### Selection
Due to the rapid development of deep learning technology, a transformation from machine learning to deep learning has occurred. Deep learning models demonstrate strong potential for SOM content prediction, as they are capable of unveiling the nonlinear relationships between the reflectance spectra and soil properties. The results are generally better than those obtained from traditional machine learning models [24]. For example, convolutional neural networks (CNNs) and long short-term memory networks (LSTMs) can learn complex spatial and temporal features from hyperspectral data to capture the relationship between soil spectra and SOM content [25]. Unlike traditional machine learning algorithms, deep learning models can automatically learn features, eliminating the need for the laborious process of manually designing features using traditional methods. Deep learning network models have been widely used in soil spectroscopy to extract features from input data more accurately, significantly improving prediction performance and efficiency [26,27]. However, the prediction ability of different models coupled with different grouping methods in large regions with substantial spatial heterogeneity of the SOM requires improvement.

This study investigates the optimal combination of models, inputs, and grouping methods for SOM content prediction. We use 1477 surface soil (0–20 cm) samples from the northeast region of China and predict the SOM content prediction using three models (random forest (RF), CNN, and LSTM), three grouping methods (no groups (NG), traditional grouping (TG), and spectral grouping (SG)), and four inputs (raw reflectance (RR), CR, FOD, and SCPs). The objectives of this study are (1) to compare the accuracy of the models for different inputs and the optimal combination of inputs and predictive models and (2) to determine the effect of different grouping methods on the accuracy of SOM content prediction. This study’s results will contribute to optimizing SOM content prediction models, thereby enhancing the accuracy and reliability of soil property prediction. This will serve as a valuable reference for large-scale farmland soil fertility assessments and agricultural production.

2. Materials and Methods

2.1. Overview of the Study Area

The study area was the northeastern region of China, which includes Heilongjiang, Jilin, Liaoning, and the four eastern leagues of Inner Mongolia (115.52°E–135.09°E and 38.72°N–53.56°N). The area is approximately 1,030,000 km² and has a temperate continental monsoon climate. Annual precipitation ranges from 300 to 950 mm, with an average of 506 mm. It decreases from southeast to northwest. The landforms include plains, plateaus, hills, and mountains, and the soil types are dominated by Phaeozems, Chernozems, Cambisols, dark brown loams, Arenosols, Luvisols, Gleysols, and other soil types.

### Task requirements
Please extend the passage on predicting soil organic matter content, picking up right after its last sentence. The items that come next aren't needed for anything here.

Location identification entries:

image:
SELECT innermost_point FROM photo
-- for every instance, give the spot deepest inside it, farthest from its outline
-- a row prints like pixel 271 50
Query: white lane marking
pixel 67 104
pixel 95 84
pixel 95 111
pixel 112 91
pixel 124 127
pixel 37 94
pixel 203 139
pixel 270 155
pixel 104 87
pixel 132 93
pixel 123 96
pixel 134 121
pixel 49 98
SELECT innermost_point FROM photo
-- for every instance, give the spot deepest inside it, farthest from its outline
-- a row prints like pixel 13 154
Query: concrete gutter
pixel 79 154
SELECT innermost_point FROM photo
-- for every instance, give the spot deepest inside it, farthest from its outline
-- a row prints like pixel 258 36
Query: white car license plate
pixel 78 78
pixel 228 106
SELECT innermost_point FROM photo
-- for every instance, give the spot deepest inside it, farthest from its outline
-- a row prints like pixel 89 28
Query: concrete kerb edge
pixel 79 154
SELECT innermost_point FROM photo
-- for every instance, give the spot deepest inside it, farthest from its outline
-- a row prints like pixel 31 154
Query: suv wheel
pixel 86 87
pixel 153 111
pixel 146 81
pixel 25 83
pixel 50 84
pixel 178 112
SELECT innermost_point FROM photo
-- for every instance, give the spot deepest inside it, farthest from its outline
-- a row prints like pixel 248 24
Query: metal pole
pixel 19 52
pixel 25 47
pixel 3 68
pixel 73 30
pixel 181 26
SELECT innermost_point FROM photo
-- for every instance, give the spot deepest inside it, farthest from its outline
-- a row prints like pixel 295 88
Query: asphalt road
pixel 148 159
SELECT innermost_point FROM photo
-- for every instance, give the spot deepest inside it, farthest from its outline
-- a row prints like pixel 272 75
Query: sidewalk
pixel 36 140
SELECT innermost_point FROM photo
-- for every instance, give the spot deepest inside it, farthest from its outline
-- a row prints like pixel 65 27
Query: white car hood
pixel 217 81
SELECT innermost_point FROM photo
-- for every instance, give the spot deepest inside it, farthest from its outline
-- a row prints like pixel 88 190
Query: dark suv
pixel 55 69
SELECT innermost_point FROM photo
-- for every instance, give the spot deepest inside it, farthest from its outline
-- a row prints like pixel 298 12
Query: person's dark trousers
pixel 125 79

### Output for this exercise
Phaeozems have a thick soil layer with a good soil structure, loose soil texture, good drainage, high water-holding capacity, and high organic matter content. Chernozems have a deep humus layer, and the lower and middle parts are calcium carbonate deposits with high potential fertility. Gleysols are composed of a peat layer (T-layer) and a submerged layer (G-layer). The former is rich in organic matter, and the latter has an organic matter content of 11.0%. The parent material of Luvisols is mainly composed of Quaternary river and lake sediments, with a barren layer of a white slurry, which has a sticky and heavy texture and low water permeability. Arenosols have a lower organic matter content than Phaeozems and Chernozems, a loose soil structure, and a fine sandy texture. They have low water and fertilizer retention capacity and are susceptible to wind and water erosion. Cambisols are typically located in low-lying terrains, often interspersed among other soil types. They have high porosity, high organic matter content, and good aeration and are susceptible to wind erosion, resulting in low topsoil quality.

2.2. Soil Sample Collection and Processing

We collected 1477 topsoil samples from the 0–20 cm layer in the northeast (Figure 1), including Luvisol, Cambisol, Arenosol, Phaeozem, Chernozem, and Gleysol samples (Table 1). The soil samples were air-dried and milled to obtain a particle size smaller than 2 mm. Each soil sample was divided into two parts, one for spectroscopic measurements and the other for the analysis of the SOM content (%). We obtained reflectance spectra of the soil samples for subsequent analyses. The organic carbon content was determined by the high-temperature exothermic potassium dichromate oxidative capacity method [28]. The resulting value was multiplied by 1.724 to convert it to SOM content [29].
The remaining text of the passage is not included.